___ GIVEN TEXT

The Utility RELIEF (Reducing Energy Load Inflation for Everyday Families) Act is the most significant energy legislation Maryland passed in 2026. It provides immediate relief on utility bills for working families, modernizes the state's electrical grid infrastructure, and directly addresses the surging energy demands created by the rapid expansion of data centers in Maryland. A key provision requires data centers to pay for the grid upgrades their operations necessitate, rather than passing those costs to residential ratepayers.

Delegate Odom's Role

Delegate Odom signed on as a cosponsor alongside The Speaker and colleagues Delegates Korman, Fraser-Hidalgo, Allen, Behler, Foley, Guyton, Healey, Holmes, J. Long, Lewis, and Stein. For District 27A residents in Waldorf and Clinton already paying some of the highest utility costs in Southern Maryland, this bill is direct, immediate relief.

______
___ INPUT DATA

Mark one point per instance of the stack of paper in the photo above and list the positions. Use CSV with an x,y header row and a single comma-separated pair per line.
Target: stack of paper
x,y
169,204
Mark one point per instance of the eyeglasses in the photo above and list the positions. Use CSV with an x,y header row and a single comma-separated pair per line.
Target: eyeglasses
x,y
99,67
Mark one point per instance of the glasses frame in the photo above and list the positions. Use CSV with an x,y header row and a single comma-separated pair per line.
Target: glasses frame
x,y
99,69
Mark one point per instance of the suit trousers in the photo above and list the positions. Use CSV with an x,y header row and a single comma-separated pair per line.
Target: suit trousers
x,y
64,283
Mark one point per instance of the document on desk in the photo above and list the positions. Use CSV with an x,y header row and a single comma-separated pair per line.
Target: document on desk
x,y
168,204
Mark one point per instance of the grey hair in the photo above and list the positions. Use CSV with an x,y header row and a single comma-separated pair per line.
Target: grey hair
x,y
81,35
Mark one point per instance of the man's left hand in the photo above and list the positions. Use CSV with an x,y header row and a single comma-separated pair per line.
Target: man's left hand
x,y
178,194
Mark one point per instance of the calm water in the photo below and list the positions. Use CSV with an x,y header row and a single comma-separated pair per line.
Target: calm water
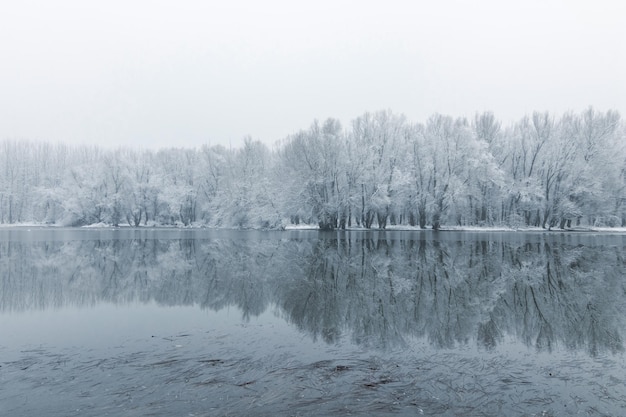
x,y
198,323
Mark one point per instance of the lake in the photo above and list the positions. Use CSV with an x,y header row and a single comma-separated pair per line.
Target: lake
x,y
179,322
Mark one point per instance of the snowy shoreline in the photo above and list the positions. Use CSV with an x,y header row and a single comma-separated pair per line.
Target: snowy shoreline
x,y
313,227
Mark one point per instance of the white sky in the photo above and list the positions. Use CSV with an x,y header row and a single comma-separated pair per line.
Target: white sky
x,y
185,73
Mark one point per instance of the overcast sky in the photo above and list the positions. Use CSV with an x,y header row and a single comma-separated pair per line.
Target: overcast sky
x,y
186,73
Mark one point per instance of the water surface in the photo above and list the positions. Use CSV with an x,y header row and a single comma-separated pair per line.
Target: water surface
x,y
203,322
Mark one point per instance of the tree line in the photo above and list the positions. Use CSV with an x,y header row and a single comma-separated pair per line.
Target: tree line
x,y
541,171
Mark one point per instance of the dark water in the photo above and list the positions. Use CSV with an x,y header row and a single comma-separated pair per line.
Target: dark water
x,y
220,323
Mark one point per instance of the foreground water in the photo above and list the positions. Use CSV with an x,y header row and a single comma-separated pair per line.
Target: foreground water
x,y
220,323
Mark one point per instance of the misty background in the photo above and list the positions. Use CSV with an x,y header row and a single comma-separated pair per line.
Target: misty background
x,y
159,74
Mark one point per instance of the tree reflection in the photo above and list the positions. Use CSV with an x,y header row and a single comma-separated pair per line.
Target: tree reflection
x,y
379,290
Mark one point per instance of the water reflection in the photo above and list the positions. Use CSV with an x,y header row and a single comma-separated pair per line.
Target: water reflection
x,y
378,289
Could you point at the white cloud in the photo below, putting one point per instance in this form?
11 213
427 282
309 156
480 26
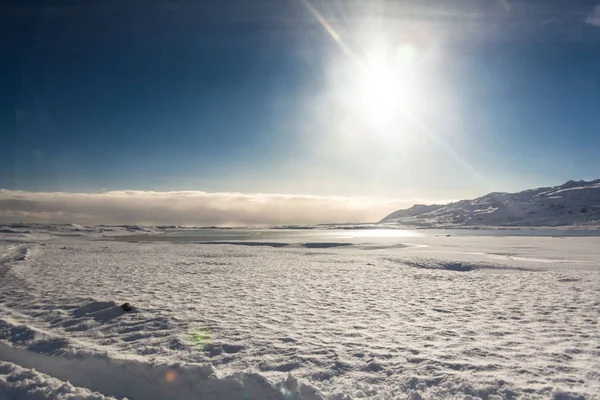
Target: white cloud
594 17
190 208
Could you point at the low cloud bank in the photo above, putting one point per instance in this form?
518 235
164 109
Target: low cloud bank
190 208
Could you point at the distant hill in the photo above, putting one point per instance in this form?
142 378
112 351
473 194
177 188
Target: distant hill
573 203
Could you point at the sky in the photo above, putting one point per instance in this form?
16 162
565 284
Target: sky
319 111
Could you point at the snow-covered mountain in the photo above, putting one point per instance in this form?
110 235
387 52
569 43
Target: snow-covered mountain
573 203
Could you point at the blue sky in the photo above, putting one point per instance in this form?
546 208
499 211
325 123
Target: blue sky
259 97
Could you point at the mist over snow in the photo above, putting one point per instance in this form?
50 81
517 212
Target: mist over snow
190 208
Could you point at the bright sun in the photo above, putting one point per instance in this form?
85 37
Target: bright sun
384 87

______

Change "residential ratepayers" to "household customers" in the Utility RELIEF Act text, and write out the part starting with "The Utility RELIEF" and going on through "to residential ratepayers.".

> _WRITTEN REPLY_
The Utility RELIEF (Reducing Energy Load Inflation for Everyday Families) Act is the most significant energy legislation Maryland passed in 2026. It provides immediate relief on utility bills for working families, modernizes the state's electrical grid infrastructure, and directly addresses the surging energy demands created by the rapid expansion of data centers in Maryland. A key provision requires data centers to pay for the grid upgrades their operations necessitate, rather than passing those costs to household customers.